(Items in a dataset)
+++
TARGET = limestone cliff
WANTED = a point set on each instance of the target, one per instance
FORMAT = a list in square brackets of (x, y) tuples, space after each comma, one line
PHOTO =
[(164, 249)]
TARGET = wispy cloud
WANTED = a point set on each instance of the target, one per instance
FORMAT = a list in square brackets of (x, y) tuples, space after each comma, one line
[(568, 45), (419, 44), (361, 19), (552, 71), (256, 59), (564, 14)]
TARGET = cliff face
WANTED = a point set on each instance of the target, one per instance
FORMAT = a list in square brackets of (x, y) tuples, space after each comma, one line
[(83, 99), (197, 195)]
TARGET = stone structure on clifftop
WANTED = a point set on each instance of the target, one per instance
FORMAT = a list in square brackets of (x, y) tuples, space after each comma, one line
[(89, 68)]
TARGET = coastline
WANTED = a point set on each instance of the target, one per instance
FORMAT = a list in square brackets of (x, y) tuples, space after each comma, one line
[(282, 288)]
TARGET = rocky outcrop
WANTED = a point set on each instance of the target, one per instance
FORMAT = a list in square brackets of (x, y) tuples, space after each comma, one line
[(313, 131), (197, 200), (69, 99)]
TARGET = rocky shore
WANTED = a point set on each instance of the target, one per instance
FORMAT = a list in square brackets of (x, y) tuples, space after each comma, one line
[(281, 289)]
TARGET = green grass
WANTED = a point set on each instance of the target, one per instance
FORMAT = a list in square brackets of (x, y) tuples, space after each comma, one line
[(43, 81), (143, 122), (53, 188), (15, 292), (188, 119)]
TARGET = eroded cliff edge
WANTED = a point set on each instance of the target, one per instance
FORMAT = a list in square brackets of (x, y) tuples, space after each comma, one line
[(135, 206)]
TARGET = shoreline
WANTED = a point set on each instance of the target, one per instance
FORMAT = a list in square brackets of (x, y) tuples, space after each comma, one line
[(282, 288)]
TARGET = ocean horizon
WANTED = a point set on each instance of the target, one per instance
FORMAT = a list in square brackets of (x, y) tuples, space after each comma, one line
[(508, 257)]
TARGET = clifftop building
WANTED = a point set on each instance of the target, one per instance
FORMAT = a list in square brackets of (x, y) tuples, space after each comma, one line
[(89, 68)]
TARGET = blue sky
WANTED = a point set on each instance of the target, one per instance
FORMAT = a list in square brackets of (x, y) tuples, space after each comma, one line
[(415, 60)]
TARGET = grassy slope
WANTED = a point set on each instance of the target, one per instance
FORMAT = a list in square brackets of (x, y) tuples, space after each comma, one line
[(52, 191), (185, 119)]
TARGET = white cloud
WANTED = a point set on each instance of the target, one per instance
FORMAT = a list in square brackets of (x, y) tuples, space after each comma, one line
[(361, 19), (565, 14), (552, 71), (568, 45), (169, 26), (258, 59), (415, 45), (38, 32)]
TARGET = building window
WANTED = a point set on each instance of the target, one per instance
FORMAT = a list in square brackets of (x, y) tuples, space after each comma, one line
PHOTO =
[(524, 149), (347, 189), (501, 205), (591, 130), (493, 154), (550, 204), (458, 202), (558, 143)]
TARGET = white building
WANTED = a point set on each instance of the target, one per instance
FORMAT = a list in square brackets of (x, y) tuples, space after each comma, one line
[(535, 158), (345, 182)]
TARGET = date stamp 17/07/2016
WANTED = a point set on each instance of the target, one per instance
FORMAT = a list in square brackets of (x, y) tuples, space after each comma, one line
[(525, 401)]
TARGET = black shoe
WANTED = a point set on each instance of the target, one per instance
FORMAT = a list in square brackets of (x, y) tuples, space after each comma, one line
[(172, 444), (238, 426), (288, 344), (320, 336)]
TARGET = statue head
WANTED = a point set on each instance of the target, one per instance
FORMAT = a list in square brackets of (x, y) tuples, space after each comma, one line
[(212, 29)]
+++
TASK TO CARRY OUT:
Rewrite the items starting at the line that contains "TARGET = statue head" and ending at the last line of the items, keeping the requests unchanged. Multiply every coordinate in the answers by 2.2 and round each result to a whole number, with halves rounded up.

THE REPLY:
TARGET = statue head
WANTED = a point set on each instance of the target, one per instance
FORMAT = a list in square brackets of (x, y) tuples, space after each comma, one line
[(466, 64)]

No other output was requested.